Texto de lectura.
⟨

Ante estas condiciones que desgastan nuestra salud mental, no es de extrañar que cada vez más personas busquen una salida. No obstante, la infrafinanciación de la salud pública en el Estado español y la precarización de las condiciones de trabajo de los profesionales sanitarios, psicológicos y psiquiátricos, crean enormes listas de espera y solo ofrecen consultas exprés ineficientes. Para ponerlo en perspectiva, en el sistema sanitario español, hay 6 psicólogos y 11 psiquiatras por cada 100.000 habitantes cuando las cifras recomendadas son de 18 psicólogos y 15 psiquiatras. Los recursos de ayuda psicológica de los que disponen algunas universidades, como servicios de llamadas o descuentos en las clínicas universitarias, tampoco son suficientes para las pocas personas que pueden acceder a ellos. Además, según un informe del Observatorio del Medicamento, en 2021 se produjeron una media de más de 10 millones de tratamientos mensuales entre antidepresivos, ansiolíticos y antipsicóticos.

⟩

Qué harás.
1. Decide si cada afirmación concuerda con el texto sobre la salud mental; responde sí o no y cita literalmente las palabras del texto que lo deciden. (a) En el sistema sanitario español hay 6 psicólogos por cada 100.000 habitantes. (b) La cifra recomendada de psiquiatras es de 11 por cada 100.000 habitantes. (c) El informe del Observatorio del Medicamento se refiere al año 2021.
2. Prosigue el texto sobre la salud mental a partir de su última oración.

Datos de partida.
⟨

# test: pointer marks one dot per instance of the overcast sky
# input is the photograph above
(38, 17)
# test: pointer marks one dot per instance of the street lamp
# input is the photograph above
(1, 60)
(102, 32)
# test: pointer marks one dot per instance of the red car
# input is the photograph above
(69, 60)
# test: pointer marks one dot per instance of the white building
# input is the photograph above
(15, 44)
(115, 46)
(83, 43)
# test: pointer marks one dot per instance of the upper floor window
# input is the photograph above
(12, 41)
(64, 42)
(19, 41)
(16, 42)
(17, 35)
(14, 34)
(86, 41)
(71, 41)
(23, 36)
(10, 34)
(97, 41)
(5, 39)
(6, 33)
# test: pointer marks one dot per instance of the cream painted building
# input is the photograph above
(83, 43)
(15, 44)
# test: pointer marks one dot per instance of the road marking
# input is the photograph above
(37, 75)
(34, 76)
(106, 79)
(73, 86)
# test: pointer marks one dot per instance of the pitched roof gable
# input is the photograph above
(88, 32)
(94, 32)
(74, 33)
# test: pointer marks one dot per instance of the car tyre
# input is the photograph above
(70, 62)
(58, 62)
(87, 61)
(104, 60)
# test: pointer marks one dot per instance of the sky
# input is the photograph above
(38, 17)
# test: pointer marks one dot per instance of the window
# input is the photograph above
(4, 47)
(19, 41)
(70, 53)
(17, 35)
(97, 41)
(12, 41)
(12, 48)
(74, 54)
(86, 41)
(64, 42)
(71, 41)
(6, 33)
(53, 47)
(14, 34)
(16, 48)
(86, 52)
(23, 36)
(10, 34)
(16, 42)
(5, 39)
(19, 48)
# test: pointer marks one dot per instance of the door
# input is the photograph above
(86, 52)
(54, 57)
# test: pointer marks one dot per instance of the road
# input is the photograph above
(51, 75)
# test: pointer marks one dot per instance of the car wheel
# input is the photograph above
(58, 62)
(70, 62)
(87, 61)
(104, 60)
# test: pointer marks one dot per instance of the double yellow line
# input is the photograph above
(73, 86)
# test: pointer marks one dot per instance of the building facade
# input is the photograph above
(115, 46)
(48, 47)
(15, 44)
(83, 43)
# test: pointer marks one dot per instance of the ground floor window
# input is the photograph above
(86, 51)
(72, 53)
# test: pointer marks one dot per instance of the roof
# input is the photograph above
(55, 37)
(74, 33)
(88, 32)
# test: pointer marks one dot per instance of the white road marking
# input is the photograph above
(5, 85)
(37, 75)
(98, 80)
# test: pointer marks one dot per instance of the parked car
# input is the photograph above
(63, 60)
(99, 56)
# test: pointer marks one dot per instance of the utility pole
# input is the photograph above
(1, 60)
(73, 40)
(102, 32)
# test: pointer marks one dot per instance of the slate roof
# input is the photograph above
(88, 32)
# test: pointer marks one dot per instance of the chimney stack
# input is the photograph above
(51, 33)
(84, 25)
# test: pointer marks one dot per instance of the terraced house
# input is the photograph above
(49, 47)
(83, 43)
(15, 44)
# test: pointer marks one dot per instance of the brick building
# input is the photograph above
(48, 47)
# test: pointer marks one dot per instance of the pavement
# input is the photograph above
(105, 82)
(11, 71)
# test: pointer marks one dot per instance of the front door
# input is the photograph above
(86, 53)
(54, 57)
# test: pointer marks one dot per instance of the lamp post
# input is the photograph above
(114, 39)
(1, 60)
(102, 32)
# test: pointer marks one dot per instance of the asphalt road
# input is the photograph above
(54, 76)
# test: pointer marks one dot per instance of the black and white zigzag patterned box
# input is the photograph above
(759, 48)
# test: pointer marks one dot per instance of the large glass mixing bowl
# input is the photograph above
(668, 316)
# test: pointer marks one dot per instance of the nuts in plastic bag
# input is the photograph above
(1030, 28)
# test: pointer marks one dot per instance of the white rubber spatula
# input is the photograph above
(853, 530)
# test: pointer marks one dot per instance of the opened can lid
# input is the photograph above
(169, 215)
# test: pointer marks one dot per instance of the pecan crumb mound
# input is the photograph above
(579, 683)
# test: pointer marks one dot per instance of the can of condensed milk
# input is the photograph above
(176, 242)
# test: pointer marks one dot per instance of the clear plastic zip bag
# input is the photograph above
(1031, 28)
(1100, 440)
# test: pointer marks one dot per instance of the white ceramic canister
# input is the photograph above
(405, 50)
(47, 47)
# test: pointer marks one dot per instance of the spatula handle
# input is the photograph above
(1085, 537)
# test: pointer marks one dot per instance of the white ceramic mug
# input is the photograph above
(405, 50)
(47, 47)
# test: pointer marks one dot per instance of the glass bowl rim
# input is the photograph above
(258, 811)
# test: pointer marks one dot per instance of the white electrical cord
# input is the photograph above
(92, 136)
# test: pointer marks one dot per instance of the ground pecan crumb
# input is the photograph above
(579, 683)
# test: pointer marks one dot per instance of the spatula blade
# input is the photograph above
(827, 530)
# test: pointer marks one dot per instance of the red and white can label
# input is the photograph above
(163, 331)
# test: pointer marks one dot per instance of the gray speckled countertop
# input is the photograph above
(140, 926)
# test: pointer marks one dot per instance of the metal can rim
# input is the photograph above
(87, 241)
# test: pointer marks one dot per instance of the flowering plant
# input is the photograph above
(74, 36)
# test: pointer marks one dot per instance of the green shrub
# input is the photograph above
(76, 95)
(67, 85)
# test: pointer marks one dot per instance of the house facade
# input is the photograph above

⟩

Respuestas.
1.
(a) Sí: «hay 6 psicólogos y 11 psiquiatras por cada 100.000 habitantes».
(b) No: «las cifras recomendadas son de 18 psicólogos y 15 psiquiatras».
(c) Sí: «según un informe del Observatorio del Medicamento, en 2021».

2.
Sin embargo, nosotras pensamos que la solución no pasa por empastillarse o pagar asistencia psicológica privada (quien pueda permitírselo) sino por revolucionar cómo pensamos nuestra salud mental y su relación con el entorno en el que vivimos. El discurso neoliberal, que por supuesto también atraviesa la medicina y la psicología, nos propone una explicación individualizadora y biologicista del malestar emocional, separándolo así de cualquier causa histórica, social y material. La depresión, por ejemplo, no solo es un desbalance hormonal en nuestro cerebro; también es, y en mayor medida, la consecuencia de un sistema en crisis.
Todos estos problemas atienden al mismo origen: las consecuencias de un modelo capitalista neoliberal que, desde la crisis que empezó en 2008, lleva con aún más intensidad la última década rompiéndonos en pedazos. La crisis de la salud mental y el suicidio es ya la primera causa de muerte entre les jóvenes y adolescentes. Solo en 2022, más de cuatro mil personas se dejaron la vida en las vísceras de este sistema explotador y opresor. Ante la imposibilidad de un gran sector de la juventud por imaginar futuros mejores, viendo que nuestras esperanzas en todos los sentidos han sido truncadas; la única opción que nos queda es transformar toda esa rabia e impotencia en fervor revolucionario y luchar por recuperar nuestro tiempo y nuestras vidas, por destruir de raíz este sistema que nos condena a la miseria y por una nueva sociedad en la que podamos ser felices y vivir en paz. En palabras de León Trotsky: "La vida es hermosa. Que las futuras generaciones la libren de todo mal, opresión y violencia y la disfruten plenamente".